(Pointing dataset records)
——————

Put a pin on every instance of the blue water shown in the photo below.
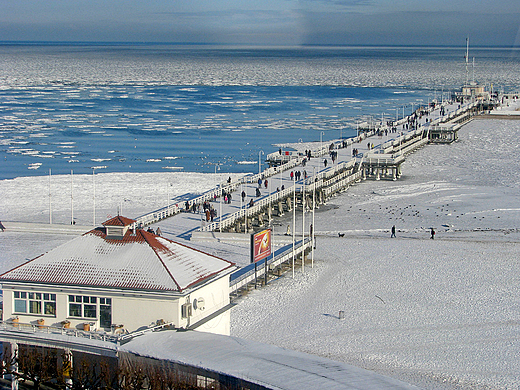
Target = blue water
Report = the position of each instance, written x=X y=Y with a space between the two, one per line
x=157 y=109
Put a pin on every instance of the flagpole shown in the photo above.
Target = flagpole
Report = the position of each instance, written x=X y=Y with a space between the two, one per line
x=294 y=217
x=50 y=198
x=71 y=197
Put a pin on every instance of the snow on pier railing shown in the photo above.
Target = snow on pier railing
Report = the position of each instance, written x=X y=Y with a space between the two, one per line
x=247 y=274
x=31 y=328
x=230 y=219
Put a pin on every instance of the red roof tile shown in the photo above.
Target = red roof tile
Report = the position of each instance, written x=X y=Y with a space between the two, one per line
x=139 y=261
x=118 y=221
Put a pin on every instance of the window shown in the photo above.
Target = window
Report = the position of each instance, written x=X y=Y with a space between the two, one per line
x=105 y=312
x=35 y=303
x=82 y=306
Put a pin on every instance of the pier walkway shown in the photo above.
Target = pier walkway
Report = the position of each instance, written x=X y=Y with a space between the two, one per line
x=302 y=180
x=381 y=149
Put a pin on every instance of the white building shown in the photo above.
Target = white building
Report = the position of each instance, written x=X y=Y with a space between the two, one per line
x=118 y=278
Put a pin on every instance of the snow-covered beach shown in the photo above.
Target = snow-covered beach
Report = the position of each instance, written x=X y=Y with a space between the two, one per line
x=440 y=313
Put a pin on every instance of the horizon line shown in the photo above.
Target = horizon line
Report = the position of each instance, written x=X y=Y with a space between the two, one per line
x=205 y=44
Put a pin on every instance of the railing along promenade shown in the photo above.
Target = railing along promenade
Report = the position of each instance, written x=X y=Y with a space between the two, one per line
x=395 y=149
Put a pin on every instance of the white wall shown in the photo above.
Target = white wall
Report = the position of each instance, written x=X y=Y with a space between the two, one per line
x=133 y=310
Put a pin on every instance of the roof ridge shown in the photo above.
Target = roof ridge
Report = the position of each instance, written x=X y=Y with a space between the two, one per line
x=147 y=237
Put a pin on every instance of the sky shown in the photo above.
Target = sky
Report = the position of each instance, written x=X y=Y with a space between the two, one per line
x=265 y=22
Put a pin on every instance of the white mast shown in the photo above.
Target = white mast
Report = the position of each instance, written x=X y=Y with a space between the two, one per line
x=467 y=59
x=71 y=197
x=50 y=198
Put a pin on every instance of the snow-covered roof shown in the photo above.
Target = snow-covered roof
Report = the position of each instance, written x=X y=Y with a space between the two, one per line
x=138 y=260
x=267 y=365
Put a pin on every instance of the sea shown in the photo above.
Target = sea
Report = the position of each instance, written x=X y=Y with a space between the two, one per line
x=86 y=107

——————

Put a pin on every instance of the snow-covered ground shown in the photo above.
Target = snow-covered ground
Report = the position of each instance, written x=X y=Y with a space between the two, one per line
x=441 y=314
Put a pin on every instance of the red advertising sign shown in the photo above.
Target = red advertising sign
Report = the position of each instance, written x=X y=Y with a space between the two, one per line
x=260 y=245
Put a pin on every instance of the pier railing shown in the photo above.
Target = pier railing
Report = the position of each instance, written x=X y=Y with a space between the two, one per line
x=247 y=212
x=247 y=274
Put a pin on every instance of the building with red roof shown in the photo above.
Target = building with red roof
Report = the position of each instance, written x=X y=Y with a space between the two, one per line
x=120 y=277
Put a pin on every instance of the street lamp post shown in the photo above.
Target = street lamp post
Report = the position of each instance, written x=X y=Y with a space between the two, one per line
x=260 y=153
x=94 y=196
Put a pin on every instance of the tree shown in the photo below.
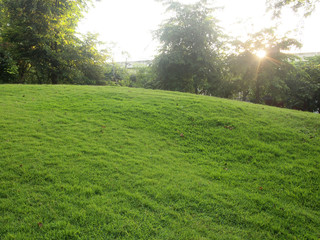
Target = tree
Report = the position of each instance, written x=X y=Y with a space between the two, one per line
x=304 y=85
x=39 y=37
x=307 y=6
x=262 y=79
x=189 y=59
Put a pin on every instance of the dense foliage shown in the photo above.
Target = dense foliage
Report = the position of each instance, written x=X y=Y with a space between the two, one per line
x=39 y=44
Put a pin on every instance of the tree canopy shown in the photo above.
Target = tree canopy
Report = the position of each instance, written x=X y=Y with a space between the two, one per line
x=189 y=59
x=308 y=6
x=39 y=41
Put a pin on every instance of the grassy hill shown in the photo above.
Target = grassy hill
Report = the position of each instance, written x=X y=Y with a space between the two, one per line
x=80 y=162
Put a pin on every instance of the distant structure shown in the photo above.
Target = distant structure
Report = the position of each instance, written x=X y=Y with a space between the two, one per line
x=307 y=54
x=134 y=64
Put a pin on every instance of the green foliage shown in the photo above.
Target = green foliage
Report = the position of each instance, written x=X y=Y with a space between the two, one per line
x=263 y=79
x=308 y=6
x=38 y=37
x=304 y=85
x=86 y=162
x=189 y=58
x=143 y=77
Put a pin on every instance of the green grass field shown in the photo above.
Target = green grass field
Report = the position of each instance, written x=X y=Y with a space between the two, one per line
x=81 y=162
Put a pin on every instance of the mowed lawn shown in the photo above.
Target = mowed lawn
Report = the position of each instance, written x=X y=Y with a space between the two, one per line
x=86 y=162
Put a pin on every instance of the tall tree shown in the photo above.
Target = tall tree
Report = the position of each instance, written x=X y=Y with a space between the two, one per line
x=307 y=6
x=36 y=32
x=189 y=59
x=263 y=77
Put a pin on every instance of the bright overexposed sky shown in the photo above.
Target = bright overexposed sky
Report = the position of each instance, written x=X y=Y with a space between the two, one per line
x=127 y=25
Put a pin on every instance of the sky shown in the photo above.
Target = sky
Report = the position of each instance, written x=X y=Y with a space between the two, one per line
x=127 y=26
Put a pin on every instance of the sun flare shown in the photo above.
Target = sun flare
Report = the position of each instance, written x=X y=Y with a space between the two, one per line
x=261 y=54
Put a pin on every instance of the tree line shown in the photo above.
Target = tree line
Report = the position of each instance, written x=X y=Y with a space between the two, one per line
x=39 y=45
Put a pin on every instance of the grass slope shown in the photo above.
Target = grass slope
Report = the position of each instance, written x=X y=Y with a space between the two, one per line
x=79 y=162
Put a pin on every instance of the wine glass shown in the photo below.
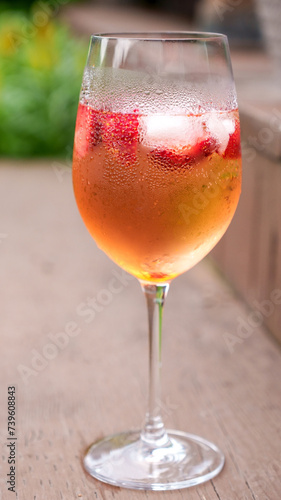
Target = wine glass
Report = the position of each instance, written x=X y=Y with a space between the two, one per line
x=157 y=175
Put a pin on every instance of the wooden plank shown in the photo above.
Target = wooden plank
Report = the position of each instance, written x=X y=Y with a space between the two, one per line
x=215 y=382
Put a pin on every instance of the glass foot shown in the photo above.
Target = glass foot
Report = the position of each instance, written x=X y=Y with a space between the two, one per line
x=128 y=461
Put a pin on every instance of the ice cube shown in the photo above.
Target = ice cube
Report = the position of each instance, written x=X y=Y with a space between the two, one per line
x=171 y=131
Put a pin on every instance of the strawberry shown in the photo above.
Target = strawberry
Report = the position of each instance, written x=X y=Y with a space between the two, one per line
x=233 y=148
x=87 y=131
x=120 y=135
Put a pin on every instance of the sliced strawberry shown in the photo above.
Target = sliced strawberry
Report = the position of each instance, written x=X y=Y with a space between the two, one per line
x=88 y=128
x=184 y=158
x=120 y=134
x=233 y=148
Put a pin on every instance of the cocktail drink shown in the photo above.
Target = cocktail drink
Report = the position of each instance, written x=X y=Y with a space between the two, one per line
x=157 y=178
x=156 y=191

——————

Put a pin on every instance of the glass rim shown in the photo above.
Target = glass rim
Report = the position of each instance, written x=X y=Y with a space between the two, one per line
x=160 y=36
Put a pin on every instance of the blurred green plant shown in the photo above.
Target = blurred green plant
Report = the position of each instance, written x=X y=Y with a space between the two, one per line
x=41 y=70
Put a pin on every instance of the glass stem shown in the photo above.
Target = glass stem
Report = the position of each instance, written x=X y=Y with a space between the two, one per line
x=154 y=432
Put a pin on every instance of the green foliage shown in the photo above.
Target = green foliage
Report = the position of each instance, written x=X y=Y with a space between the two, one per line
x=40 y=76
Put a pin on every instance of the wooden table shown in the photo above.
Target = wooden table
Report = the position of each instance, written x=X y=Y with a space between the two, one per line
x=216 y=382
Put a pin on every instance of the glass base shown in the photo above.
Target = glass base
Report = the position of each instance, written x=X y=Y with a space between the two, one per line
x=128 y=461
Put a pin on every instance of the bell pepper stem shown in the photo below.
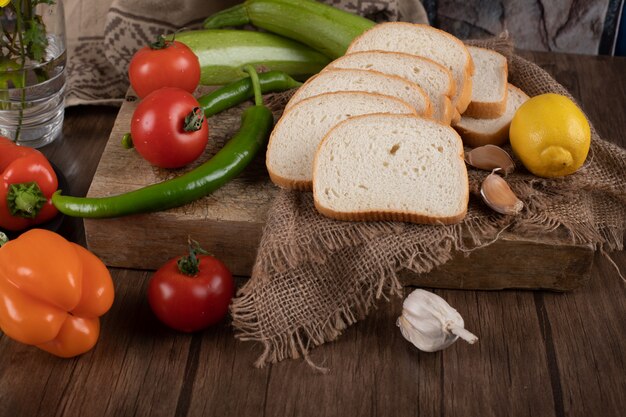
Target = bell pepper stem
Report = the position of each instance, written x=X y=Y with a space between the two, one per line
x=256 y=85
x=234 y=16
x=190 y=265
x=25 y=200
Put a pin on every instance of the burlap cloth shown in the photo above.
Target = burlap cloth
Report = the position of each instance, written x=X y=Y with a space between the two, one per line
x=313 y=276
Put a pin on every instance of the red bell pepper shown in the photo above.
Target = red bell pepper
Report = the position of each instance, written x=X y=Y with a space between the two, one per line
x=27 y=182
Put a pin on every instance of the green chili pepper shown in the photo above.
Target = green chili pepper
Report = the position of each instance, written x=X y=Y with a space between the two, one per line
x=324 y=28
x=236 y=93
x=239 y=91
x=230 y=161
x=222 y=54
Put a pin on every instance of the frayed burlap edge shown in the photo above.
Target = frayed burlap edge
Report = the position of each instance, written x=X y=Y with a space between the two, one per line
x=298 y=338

——————

What is being asked -
Lay out everything in the records above from the line containing "Put a pin on every instance of the cocktail" down to the line containing "x=156 y=191" as a JSON list of strings, one string per line, with blank lines dropped. Include both of those lines and nothing outside that stretch.

Finished answer -
[
  "Put a pin on every instance of the cocktail drink shown in the photo above.",
  "Target = cocktail drink",
  "Report = the position of each instance, written x=X y=Y with a space between the two, one per line",
  "x=157 y=178",
  "x=156 y=191"
]